## The request
Rewrite every one of the rows below with "innermost point" swapped for "center point" and nothing else altered. Leave the pictures out of your answer.

Object location annotation data
►

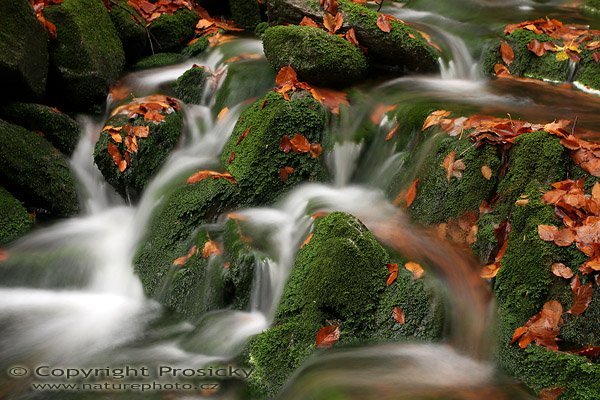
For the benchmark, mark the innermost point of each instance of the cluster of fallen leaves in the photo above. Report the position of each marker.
(504, 131)
(151, 10)
(569, 42)
(152, 109)
(287, 81)
(38, 7)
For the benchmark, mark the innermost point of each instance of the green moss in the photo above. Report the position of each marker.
(35, 171)
(403, 46)
(258, 156)
(437, 199)
(170, 32)
(158, 60)
(316, 56)
(131, 29)
(87, 55)
(24, 61)
(196, 48)
(152, 152)
(189, 87)
(173, 225)
(526, 63)
(58, 128)
(14, 220)
(245, 13)
(245, 80)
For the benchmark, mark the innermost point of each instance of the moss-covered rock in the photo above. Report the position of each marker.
(35, 171)
(14, 220)
(131, 28)
(403, 47)
(190, 86)
(170, 32)
(172, 232)
(316, 56)
(58, 128)
(245, 13)
(253, 154)
(87, 55)
(23, 51)
(158, 60)
(151, 154)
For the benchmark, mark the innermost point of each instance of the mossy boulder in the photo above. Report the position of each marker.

◄

## Response to this exercise
For the benchmark, mark the center point of each instance of the cluster of fallen leaves in the photo above. Report the position of each marker.
(504, 131)
(151, 10)
(569, 42)
(152, 109)
(287, 81)
(38, 7)
For the benchmark, mark the center point of each instance of the green moss in the photo above. Report the position of each marker.
(35, 171)
(403, 46)
(258, 156)
(437, 199)
(170, 32)
(158, 60)
(316, 56)
(131, 29)
(87, 55)
(24, 61)
(196, 48)
(152, 152)
(189, 87)
(173, 225)
(526, 63)
(58, 128)
(14, 220)
(245, 13)
(245, 80)
For the benchmark, mark the center point of each instance of the moss-covered rock in the photo above. Report the position of each marker.
(35, 171)
(14, 220)
(131, 28)
(403, 47)
(190, 86)
(170, 32)
(172, 232)
(316, 56)
(58, 128)
(245, 13)
(253, 154)
(87, 55)
(23, 51)
(158, 60)
(151, 154)
For the benchmark, mark the center point of each instance of the mossy boulder in the photo above. Report the position of each marker.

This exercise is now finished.